## [VORLIEGENDER TEXT]

====

Die § 65 Niedersächsisches Personalvertretungsgesetz (NPersVG) und § 68 NPersVG regeln die Mitbestimmung des Personalrats bei personellen Maßnahmen sowie das Mitbestimmungsverfahren des Personalrats bei personellen Maßnahmen (so u.a. auch bei Einstellungen, auch als Verlängerung eines befristeten Arbeitsvertrages und bei Befristung eines Arbeitsvertrages im Anschluss an ein zuvor befristetes Arbeitsverhältnis).

Nach § 105 NPersVG bestehen Ausnahmen für bestimmte Beschäftigte und organisatorische Sonderregelungen. Nach § 105 Abs. 5 S. 2 NPersVG kann die Mitbestimmung (des Personalrats) bei personellen Maßnahmen der wissenschaftlichen … Mitarbeiter durch Verfahrensregelungen, insbesondere für Befristungen des Dienst- und Arbeitsverhältnisses, nach Maßgabe des § 78 NPersVG in Dienstvereinbarungen im Einvernehmen zwischen Hochschule und Personalvertretung geregelt werden.

Nach § 78 Abs. 1 S. 1 NPersVG sind Dienstvereinbarungen zulässig, soweit nicht gesetzliche … Regelungen entgegenstehen. Nach § 82 NPersVG (Unabdingbarkeit des Personalvertretungsrechts) darf durch … Dienstvereinbarung nach § 78 NPersVG nicht von den Vorschriften dieses Gesetzes abgewichen werden.

====

## [VORLIEGENDE AUFLISTUNG]

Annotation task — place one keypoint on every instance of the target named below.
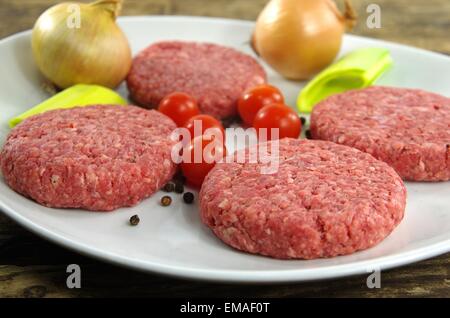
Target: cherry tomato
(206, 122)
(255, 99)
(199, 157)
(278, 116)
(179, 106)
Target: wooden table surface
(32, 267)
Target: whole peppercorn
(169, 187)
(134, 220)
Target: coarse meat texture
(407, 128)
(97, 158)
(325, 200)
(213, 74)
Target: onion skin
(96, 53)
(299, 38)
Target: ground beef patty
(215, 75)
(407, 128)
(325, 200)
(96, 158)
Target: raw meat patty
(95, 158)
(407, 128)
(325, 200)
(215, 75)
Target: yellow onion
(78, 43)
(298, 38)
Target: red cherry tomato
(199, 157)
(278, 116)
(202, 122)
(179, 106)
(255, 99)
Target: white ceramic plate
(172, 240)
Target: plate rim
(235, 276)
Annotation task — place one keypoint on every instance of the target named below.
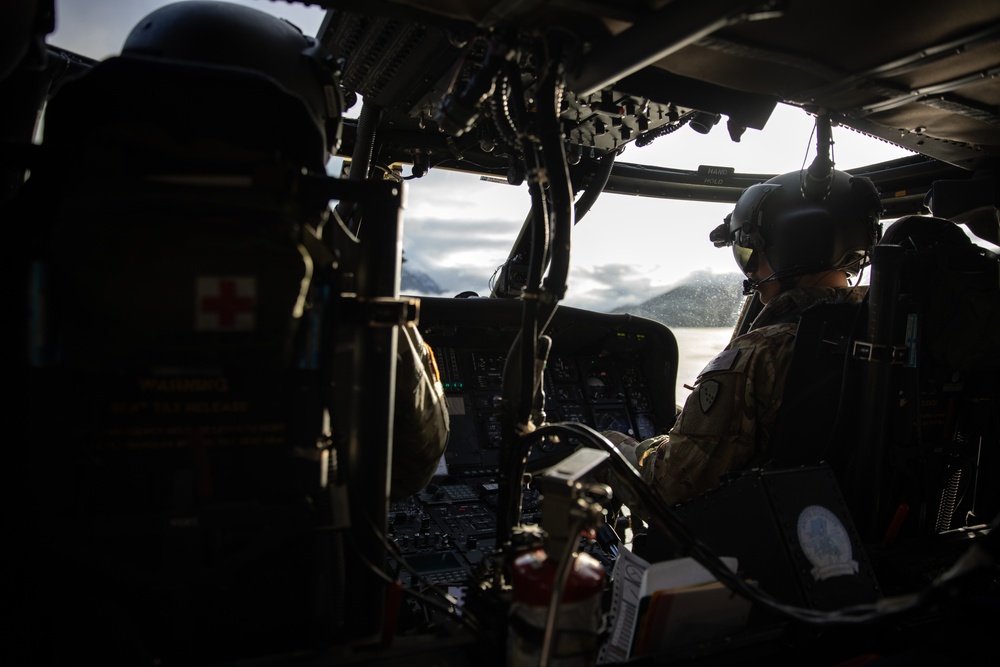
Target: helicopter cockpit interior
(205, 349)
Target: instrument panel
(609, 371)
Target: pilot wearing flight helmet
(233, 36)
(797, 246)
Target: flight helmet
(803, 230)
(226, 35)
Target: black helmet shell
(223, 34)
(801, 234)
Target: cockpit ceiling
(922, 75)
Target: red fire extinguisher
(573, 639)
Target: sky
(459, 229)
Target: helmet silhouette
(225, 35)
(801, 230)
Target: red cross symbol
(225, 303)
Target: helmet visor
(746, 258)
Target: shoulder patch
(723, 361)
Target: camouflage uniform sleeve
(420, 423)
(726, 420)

====

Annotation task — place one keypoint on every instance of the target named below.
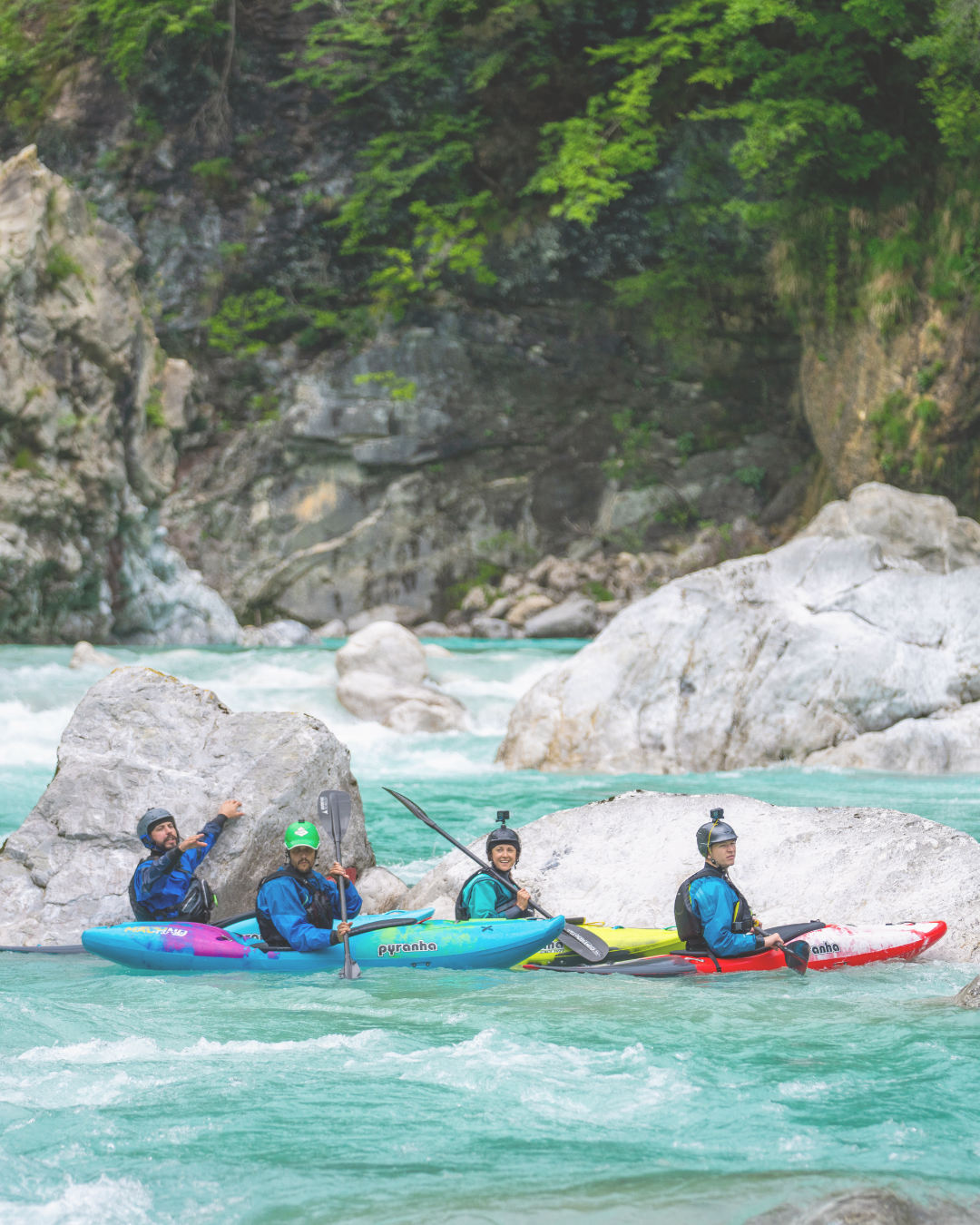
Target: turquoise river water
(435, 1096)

====

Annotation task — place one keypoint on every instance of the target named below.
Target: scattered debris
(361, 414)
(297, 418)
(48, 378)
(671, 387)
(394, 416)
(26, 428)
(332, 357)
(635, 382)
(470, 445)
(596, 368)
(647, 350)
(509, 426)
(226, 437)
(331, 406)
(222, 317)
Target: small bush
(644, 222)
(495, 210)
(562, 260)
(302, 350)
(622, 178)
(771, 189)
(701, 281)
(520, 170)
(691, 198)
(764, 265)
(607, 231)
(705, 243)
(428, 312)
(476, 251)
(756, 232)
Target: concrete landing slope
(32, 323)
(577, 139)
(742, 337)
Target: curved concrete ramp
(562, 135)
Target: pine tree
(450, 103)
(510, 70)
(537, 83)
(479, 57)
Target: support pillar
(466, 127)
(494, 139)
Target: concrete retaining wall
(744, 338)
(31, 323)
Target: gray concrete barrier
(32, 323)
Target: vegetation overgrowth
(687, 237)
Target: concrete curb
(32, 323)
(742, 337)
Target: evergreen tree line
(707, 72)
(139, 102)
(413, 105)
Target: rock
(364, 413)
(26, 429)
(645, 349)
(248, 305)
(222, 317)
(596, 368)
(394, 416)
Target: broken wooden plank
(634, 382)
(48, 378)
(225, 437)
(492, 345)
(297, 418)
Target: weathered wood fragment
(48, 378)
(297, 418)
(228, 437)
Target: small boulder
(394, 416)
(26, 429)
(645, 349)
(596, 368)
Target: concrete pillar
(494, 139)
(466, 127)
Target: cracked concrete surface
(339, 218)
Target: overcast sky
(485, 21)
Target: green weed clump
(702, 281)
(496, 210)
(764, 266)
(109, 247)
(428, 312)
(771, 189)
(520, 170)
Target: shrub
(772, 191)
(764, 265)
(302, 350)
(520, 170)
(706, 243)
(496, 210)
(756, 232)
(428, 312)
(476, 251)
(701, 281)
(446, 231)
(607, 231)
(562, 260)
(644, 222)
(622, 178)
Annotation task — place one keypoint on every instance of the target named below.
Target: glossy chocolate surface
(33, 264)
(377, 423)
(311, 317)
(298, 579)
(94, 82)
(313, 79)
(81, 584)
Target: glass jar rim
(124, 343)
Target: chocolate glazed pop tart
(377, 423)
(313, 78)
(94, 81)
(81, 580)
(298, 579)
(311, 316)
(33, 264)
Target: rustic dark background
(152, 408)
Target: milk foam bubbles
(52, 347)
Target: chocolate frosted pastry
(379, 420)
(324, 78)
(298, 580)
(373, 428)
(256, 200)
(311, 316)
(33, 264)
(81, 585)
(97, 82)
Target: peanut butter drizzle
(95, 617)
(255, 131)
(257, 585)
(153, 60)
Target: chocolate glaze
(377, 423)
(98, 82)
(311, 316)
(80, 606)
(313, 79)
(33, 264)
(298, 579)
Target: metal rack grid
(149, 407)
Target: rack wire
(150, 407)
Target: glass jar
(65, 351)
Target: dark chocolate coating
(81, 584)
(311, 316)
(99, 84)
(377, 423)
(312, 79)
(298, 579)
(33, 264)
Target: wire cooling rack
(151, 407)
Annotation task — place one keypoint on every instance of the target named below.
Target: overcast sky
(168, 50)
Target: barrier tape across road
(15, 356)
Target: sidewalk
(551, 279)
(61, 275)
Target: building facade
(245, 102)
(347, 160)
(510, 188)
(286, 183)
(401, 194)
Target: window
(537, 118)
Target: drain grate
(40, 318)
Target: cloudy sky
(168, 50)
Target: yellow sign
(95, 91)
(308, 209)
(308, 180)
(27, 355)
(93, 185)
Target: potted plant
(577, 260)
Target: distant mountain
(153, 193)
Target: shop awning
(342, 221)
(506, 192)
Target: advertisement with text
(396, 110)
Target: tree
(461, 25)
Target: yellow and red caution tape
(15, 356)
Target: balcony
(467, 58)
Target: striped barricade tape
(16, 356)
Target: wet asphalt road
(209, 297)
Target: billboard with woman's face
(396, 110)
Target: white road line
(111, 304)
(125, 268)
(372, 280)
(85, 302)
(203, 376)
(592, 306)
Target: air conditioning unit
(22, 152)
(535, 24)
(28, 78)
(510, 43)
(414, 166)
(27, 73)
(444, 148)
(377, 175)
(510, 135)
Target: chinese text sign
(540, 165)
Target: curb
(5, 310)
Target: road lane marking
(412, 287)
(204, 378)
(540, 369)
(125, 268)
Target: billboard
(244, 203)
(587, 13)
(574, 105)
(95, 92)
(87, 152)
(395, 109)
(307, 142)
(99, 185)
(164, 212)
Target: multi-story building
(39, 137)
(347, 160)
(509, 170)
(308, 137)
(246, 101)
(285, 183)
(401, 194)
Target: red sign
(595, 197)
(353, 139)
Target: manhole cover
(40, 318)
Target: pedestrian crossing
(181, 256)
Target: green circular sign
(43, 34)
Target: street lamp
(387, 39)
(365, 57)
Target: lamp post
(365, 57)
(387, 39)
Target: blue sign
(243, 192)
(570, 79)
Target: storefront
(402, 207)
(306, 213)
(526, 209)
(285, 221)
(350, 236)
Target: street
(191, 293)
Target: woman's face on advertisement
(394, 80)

====

## [ZU BEARBEITENDE AUFGABEN]
1. Welche Überschrift trägt § 82 NPersVG laut dem Text zum Niedersächsischen Personalvertretungsgesetz?
2. Führe den Text zum Niedersächsischen Personalvertretungsgesetz im Anschluss an seinen letzten Satz weiter.

## [ENDGÜLTIGE ERGEBNISSE]
1. Unabdingbarkeit des Personalvertretungsrechts

2.
Die Leibniz Universität Hannover hatte mit dem Personalrat der Leibniz Universität Hannover die rechtsunwirksame Dienstvereinbarung vom 26.10.2016 über ein vereinfachtes Beteiligungsverfahren bei den personellen Maßnahmen der wissenschaftlichen …. Mitarbeiterinnen und Mitarbeiter, der Lehrkräfte für besondere Aufgaben sowie der wissenschaftlichen …. Hilfskräfte an der Leibniz Universität Hannover abgeschlossen.

In § 1 (Zielsetzung) dieser  rechtsunwirksamen Dienstvereinbarung vom 26.10.2016 wird ausgeführt, es gilt einerseits, die Mitbestimmung des Personalrats bei den Personalmaßnahmen der … Wissenschaftler so zu gestalten, dass sie zur Verbesserung der Beschäftigungsbedingungen der Beschäftigten beiträgt. Andererseits gilt es auch den Verwaltungsaufwand wenn möglich zu minimieren. Um beide Ziele zu erreichen, vereinbaren der Personalrat der Leibniz Universität Hannover und die Leibniz Universität Hannover in dieser Dienstvereinbarung ein vereinfachtes Verfahren. Zur Verbesserung der vertraglichen Beschäftigungsbedingungen (Vertragslaufzeiten, Befristungen, Stellenumfang, etc.) der betroffenen Beschäftigten werden für das vereinfachte Beteiligungsverfahren Mindeststandards vereinbart.

Nach § 3 (Vereinfachtes Beteiligungsverfahren) dieser rechtsunwirksamen Dienstvereinbarung vom 26.10.2016 legt die Personalverwaltung der Leibniz Universität Hannover dem Personalrat der Leibniz Universität Hannover zu jeder Sitzung eine Aufstellung aller unter das vereinfachte Beteiligungsverfahren fallenden Maßnahmen der wissenschaftlichen … Beschäftigten vor. Die Liste enthält u.a. Befristungsgrund und Befristungszeitraum.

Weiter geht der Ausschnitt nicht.